▸ **Übungstext**
Bei der Tiefe der Stimme gibt es für Männer beinahe keine Grenzen. Ihnen wird eine tiefe Stimme in den allermeisten Fällen positiv ausgelegt. Männer, die über dem normalen Wert der Stimmlage liegen, wirken nicht mehr so entspannt, gütig und glaubwürdig auf Menschen. Ihnen wird eher Überspanntheit, Unsicherheit und Erregtheit vorgeworfen.
Alter
Altert ein Mensch, führt dies zu Verknöcherungen (Ossifikationen) im Kehlkopf. Die Bewegungen der Kehlkopfknorpel sind dadurch nicht mehr so flüssig wie bei jüngeren Menschen. Durch diesen Prozess verändert sich die Position der Stimmlippen. Diese Veränderungen treten bei Männern deutlich früher auf als bei Frauen.
Die Alterserscheinungen, die die Stimme betreffen, sind allerdings nicht immer nur dem Alter geschuldet, sondern häufig auch dem gesundheitlichen Zustand eines Menschen.

▸ **Datenauszug**
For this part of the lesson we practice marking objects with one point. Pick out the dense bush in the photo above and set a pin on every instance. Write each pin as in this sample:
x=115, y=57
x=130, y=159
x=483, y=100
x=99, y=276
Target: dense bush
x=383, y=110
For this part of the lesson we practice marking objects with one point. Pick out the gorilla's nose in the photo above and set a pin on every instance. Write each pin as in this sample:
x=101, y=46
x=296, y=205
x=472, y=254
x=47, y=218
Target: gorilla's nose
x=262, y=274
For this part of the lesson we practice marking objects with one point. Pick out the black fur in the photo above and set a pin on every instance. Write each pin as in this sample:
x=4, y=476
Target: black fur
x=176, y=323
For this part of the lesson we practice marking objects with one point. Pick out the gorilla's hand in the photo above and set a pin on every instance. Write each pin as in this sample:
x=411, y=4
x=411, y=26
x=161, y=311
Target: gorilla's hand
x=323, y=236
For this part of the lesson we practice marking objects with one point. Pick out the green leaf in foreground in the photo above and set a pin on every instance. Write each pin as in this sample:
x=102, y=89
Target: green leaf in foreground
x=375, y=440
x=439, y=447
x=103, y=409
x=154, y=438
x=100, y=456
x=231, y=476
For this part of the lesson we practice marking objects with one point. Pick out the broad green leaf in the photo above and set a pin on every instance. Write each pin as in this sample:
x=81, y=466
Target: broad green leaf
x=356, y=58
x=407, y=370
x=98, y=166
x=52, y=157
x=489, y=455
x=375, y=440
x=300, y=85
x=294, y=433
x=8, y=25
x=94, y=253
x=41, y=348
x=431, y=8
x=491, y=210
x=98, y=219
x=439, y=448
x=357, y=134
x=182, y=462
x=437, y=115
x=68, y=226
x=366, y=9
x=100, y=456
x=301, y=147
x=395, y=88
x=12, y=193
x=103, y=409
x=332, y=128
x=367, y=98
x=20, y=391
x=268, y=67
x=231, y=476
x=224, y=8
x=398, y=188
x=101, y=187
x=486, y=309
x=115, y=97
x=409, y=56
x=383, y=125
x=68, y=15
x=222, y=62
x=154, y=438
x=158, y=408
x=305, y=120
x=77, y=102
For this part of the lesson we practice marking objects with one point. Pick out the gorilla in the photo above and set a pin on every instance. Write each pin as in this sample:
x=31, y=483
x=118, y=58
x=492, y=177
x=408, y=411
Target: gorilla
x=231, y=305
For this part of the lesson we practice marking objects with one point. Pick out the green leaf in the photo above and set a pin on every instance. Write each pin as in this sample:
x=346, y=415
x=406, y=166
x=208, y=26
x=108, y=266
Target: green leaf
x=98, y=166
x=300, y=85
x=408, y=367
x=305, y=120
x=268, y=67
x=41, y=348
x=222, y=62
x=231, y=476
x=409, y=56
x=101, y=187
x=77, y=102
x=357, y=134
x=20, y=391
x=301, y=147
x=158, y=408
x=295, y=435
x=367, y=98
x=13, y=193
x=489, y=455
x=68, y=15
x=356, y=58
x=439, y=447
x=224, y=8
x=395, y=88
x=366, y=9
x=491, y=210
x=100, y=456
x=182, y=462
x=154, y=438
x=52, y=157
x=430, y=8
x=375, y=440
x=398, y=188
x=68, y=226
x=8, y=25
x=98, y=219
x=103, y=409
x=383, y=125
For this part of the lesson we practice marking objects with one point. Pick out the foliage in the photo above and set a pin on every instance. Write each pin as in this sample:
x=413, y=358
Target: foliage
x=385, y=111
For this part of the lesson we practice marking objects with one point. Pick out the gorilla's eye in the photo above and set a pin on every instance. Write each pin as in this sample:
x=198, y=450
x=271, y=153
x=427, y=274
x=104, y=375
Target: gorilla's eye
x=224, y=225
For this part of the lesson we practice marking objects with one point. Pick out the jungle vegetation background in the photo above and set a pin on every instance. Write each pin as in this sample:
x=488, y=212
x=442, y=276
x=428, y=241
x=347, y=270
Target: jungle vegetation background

▸ **Arbeitsauftrag**
Fasse den Absatz des Übungstexts, der mit „Altert ein Mensch“ beginnt, als knappe Stichpunktliste zusammen. Alle wesentlichen Fakten sollen erhalten bleiben.

▸ **Erledigte Aufgabe**
- Im Alter verknöchert der Kehlkopf (Ossifikationen).
- Die Kehlkopfknorpel bewegen sich dadurch weniger flüssig als bei jüngeren Menschen.
- Die Position der Stimmlippen verändert sich.
- Bei Männern treten diese Veränderungen deutlich früher auf als bei Frauen.